>> START

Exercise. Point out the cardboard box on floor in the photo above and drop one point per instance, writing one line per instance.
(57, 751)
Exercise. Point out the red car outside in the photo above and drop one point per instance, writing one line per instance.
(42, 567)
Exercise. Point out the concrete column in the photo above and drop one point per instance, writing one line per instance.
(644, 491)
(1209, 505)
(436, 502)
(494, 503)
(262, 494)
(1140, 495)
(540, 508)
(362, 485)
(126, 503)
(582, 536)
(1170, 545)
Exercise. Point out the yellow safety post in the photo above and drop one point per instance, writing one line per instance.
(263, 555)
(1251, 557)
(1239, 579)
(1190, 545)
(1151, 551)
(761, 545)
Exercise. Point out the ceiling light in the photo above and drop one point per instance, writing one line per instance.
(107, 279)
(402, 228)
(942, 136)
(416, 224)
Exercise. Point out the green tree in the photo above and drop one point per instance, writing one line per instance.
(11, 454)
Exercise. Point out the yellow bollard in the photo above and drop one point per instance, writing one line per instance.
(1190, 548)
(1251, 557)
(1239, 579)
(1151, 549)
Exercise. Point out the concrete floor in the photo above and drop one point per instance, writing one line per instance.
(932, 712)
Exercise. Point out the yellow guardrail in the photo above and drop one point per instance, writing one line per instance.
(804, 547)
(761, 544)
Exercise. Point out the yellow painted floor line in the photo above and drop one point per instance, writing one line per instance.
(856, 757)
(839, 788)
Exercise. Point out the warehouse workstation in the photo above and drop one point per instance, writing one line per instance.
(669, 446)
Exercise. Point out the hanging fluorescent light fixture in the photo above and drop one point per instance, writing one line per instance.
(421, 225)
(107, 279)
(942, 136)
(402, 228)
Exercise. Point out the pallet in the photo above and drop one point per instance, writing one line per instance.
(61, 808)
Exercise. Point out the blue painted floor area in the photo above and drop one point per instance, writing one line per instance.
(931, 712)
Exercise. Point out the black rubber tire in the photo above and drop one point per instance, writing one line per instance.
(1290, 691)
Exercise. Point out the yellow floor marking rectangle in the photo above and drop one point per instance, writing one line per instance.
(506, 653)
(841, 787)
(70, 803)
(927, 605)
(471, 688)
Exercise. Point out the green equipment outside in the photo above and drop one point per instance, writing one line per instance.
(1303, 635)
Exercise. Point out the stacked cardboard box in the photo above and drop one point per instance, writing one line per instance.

>> END

> EXERCISE AIM:
Arrange the material above as a Markdown table with two columns, Row and Line. Give each line its own numbered row and omit any blank lines.

> ANSWER FOR THIS EXERCISE:
| Row | Line |
|---|---|
| 1 | Exercise. Point out the cardboard box on floor in the photo above and drop one point per instance, writing one line per instance. |
| 2 | (57, 751) |
| 3 | Exercise. Point out the red car outside in the photo above and drop one point per instance, writing one line per instance. |
| 4 | (42, 567) |
| 5 | Exercise. Point out the concrete column in the photo above and drop one point per instance, writing one line per instance. |
| 6 | (644, 491) |
| 7 | (1209, 505) |
| 8 | (436, 502) |
| 9 | (494, 503) |
| 10 | (262, 494) |
| 11 | (1140, 495) |
| 12 | (540, 508) |
| 13 | (362, 485) |
| 14 | (126, 503) |
| 15 | (582, 536) |
| 16 | (1170, 545) |
| 17 | Exercise. Point out the yellow safety post in the photo above and drop one point per instance, writing one line per instance. |
| 18 | (263, 555) |
| 19 | (1251, 557) |
| 20 | (1239, 579) |
| 21 | (1190, 545) |
| 22 | (1151, 551) |
| 23 | (761, 545) |
| 24 | Exercise. Point out the ceiling light in the photo above and drop one point per instance, writing one line per instance. |
| 25 | (107, 279) |
| 26 | (402, 228) |
| 27 | (942, 136) |
| 28 | (416, 224) |
| 29 | Exercise. Point out the green tree in the photo above and drop one point per instance, writing one line per instance. |
| 30 | (11, 454) |
| 31 | Exercise. Point out the yellow bollard in the photo above and drop one point per instance, writing one line per instance. |
| 32 | (1190, 548) |
| 33 | (1251, 557) |
| 34 | (1239, 579) |
| 35 | (1151, 549) |
| 36 | Exercise. Point out the concrete floor in the photo above and drop one point per instance, writing one line per instance. |
| 37 | (932, 712) |
| 38 | Exercise. Point out the yellow guardrail in the photo above and drop one point per instance, writing one line per instance. |
| 39 | (804, 547) |
| 40 | (761, 544) |
| 41 | Exercise. Point out the yellow painted floor line in the photo above and drop one point per instance, writing one line per instance. |
| 42 | (856, 757) |
| 43 | (839, 788) |
| 44 | Exercise. Point out the warehouse workstation in the photo above and drop one point per instance, writing one line per instance. |
| 45 | (669, 446) |
| 46 | Exercise. Point out the hanging fluorescent light fixture in the photo above and drop one point per instance, writing one line per instance. |
| 47 | (421, 225) |
| 48 | (107, 279) |
| 49 | (942, 136) |
| 50 | (402, 228) |
| 51 | Exercise. Point out the pallet in the photo above and drop one point per instance, writing one line per instance. |
| 52 | (61, 808) |
| 53 | Exercise. Point out the blue painted floor area in the photo above and drop one point per instance, writing one line per instance. |
| 54 | (931, 712) |
| 55 | Exercise. Point out the black rubber tire in the photo above and drop one point per instance, writing one line per instance. |
| 56 | (1290, 691) |
| 57 | Exercise. Point out the yellow floor marking rectangle in the photo above and drop one point per instance, writing one line per instance. |
| 58 | (506, 653) |
| 59 | (841, 787) |
| 60 | (70, 803) |
| 61 | (927, 605) |
| 62 | (471, 688) |
| 63 | Exercise. Point out the green equipment outside in the photo above and drop one point per instance, writing one line per instance. |
| 64 | (1303, 635) |
| 65 | Exercise. Point out the stacked cardboard box in the photo above and drop one point per instance, writing one line per instance. |